Work instructions » Rewrite the section that begins with the line containing "What to detect: nose" and ends with the line containing "273,321 -> 387,437", changing "one per line" to "each on a separate line" and leaving everything else as it is. Return only those lines.

======== Materials provided

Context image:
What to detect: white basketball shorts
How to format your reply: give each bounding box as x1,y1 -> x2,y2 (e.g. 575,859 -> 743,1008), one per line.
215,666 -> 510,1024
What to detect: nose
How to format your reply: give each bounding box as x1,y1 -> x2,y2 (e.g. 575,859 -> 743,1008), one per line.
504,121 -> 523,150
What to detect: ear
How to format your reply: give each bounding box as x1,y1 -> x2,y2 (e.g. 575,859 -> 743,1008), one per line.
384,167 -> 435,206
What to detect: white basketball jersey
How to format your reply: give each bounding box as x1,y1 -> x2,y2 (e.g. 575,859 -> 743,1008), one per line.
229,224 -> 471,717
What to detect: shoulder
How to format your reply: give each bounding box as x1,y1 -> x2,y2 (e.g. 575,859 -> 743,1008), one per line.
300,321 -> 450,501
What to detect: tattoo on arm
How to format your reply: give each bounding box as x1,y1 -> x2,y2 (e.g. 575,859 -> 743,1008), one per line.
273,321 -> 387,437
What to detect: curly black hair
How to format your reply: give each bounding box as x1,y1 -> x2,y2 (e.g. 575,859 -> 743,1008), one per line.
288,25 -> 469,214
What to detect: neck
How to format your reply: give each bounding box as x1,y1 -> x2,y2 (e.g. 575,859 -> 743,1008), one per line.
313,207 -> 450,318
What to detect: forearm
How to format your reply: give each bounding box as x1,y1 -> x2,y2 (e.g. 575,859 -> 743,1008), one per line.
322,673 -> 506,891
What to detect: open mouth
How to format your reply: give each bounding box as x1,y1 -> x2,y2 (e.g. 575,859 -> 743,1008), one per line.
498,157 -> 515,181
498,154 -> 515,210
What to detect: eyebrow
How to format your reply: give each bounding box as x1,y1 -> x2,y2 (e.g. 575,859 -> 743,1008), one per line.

================

Response to the task »
What to detect: nose
How to format your reply: give each bounding box as x1,y1 -> x2,y2 (e.g. 575,859 -> 743,1008), each on a separate line.
504,121 -> 523,150
What to detect: ear
How to format your reply: give each bounding box as x1,y1 -> x2,y2 (e.g. 575,859 -> 743,1008), each on a separate line.
384,167 -> 435,206
What to detect: white basketball jersey
How to format your reply: give each bounding box as x1,y1 -> x2,y2 (e.g. 575,859 -> 743,1008), each on a separate line.
229,224 -> 471,717
What to detect: shoulder
How to format your reply: give each bounding box as x1,y1 -> x2,y2 (e.g. 575,859 -> 743,1008), each on a separate line.
300,321 -> 450,501
What to detect: tattoo on arm
How to format your reply: give each bounding box as x1,y1 -> x2,y2 (e.g. 575,859 -> 743,1008), each on a separate line.
273,321 -> 387,437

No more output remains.